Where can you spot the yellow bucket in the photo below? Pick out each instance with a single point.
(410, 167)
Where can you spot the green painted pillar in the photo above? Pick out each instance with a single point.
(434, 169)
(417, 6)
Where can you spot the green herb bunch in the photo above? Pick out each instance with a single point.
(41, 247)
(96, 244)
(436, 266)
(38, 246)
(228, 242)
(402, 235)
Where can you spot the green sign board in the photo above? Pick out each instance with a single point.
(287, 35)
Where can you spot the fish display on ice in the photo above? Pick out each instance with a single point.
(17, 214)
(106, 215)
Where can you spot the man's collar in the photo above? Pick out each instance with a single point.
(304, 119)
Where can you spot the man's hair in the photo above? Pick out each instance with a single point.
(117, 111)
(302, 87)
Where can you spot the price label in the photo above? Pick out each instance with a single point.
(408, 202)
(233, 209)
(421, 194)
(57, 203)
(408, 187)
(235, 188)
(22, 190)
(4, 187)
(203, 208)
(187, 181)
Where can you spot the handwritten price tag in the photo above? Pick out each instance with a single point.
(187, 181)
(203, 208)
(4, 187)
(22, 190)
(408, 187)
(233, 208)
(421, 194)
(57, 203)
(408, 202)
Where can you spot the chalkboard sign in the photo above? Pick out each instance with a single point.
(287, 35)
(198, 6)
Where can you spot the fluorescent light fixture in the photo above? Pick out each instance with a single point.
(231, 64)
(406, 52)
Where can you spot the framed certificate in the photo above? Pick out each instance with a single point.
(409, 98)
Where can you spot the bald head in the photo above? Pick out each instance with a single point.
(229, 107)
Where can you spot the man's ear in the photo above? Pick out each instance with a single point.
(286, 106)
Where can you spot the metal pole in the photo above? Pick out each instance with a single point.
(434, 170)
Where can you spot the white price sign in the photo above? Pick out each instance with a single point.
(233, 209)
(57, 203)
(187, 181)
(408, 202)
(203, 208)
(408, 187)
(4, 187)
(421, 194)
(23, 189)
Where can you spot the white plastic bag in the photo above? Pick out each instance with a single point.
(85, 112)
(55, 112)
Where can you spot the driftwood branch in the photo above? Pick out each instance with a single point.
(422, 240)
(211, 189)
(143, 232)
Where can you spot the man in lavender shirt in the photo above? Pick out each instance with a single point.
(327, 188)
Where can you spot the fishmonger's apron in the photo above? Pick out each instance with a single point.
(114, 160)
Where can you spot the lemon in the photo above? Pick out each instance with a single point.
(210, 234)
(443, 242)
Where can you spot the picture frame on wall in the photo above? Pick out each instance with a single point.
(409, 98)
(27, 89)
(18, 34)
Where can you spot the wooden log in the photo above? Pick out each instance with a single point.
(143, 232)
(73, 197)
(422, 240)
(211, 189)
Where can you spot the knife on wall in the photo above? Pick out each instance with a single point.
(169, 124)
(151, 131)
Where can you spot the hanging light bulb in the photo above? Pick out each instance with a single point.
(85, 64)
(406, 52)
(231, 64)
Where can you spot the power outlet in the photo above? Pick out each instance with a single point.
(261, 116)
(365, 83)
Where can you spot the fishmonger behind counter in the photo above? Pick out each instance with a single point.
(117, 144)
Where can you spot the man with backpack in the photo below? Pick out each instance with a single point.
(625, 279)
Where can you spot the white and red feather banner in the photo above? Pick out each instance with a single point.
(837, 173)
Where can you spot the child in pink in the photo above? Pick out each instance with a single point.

###

▶ [Aim]: Please quote every one of the entries above, word for word.

▶ [Written response]:
Where can you spot the yellow bucket in the photo below? Pick out each instance with a single point.
(410, 167)
Where can you spot the green painted pillar in the photo above? Pick out each instance with a single point.
(434, 169)
(417, 6)
Where can you spot the green herb bunch in the photo above? Pick out each instance with a single point.
(41, 247)
(96, 244)
(436, 266)
(38, 246)
(228, 242)
(402, 235)
Where can you spot the green sign board in the photo above? Pick out each instance with a single point.
(287, 35)
Where can you spot the fish display on ice in the photo above? Pick out each instance with a single point.
(17, 214)
(106, 215)
Where can you spot the man's collar in the photo above? Pick out each instance with a single point.
(304, 119)
Where can you spot the man's hair in the photo above? Pick out each instance with a single point.
(117, 111)
(302, 87)
Where can you spot the price label in the photo above? Pick out each instance with a single point.
(408, 202)
(233, 209)
(421, 194)
(57, 203)
(408, 187)
(235, 188)
(22, 190)
(4, 187)
(203, 208)
(187, 181)
Where can you spot the handwritten price tag in the photo above? Pick out each instance with a single point.
(187, 181)
(203, 208)
(4, 187)
(22, 190)
(408, 187)
(233, 208)
(421, 194)
(57, 203)
(408, 202)
Where can you spot the chalkboard sign in the photo above? Pick out each instance with a single point.
(287, 35)
(198, 6)
Where can you spot the fluorescent light fixture in the photo above? Pick out each instance with a single point.
(231, 64)
(406, 52)
Where can you spot the framed certificate in the photo above? Pick out each instance with a single point.
(409, 98)
Where can you spot the bald head in the photo above? Pick out each instance with a single point.
(229, 107)
Where can you spot the man's ear in the photo above? Pick out each instance with a single point.
(286, 106)
Where can you spot the metal pole in the photo above? Pick out each instance with a single point.
(434, 170)
Where can you spot the white price sign in the photo above? Pick out each instance with a single point.
(233, 209)
(57, 203)
(187, 181)
(408, 202)
(203, 208)
(408, 187)
(4, 187)
(421, 194)
(23, 189)
Where can you spot the white plastic bag in the photo above? Pick out each instance with a single point.
(85, 112)
(55, 112)
Where can you spot the driftwood branch in the photo above? Pick out each instance with a single point.
(422, 240)
(211, 189)
(143, 232)
Where can you spot the man in lavender shirt in the photo above? Pick out each instance with a single point.
(327, 188)
Where can you spot the fishmonger's apron in the photo above? Pick out each instance with a single point.
(114, 160)
Where can you spot the lemon in the photo above? Pick out each instance with a single point.
(210, 234)
(443, 242)
Where can you spot the picture frame on wall in the photo above? Pick out each instance with a single point.
(409, 98)
(27, 89)
(18, 34)
Where can you spot the wooden log in the photo above? Pick out each instance with a single point.
(143, 232)
(73, 197)
(422, 240)
(211, 189)
Where can you spot the knife on wall in the photo above? Pick out each instance with a single point.
(169, 124)
(151, 131)
Where can you spot the hanging light bulb in the photo above? Pick out each instance with a single point.
(85, 64)
(406, 52)
(231, 64)
Where can you spot the power outlet in the photo above? Pick out each instance with a single point.
(261, 116)
(365, 83)
Where can you spot the fishmonger behind counter in the photo above? Pick out each instance with a single point.
(117, 144)
Where can you spot the man with backpack in the photo below? Pick out each instance with a single point.
(625, 279)
Where can you spot the white and red feather banner in the photo above? Pick out each instance with a single point.
(837, 173)
Where can you spot the child in pink in the photo above? Pick out each instance with a single point.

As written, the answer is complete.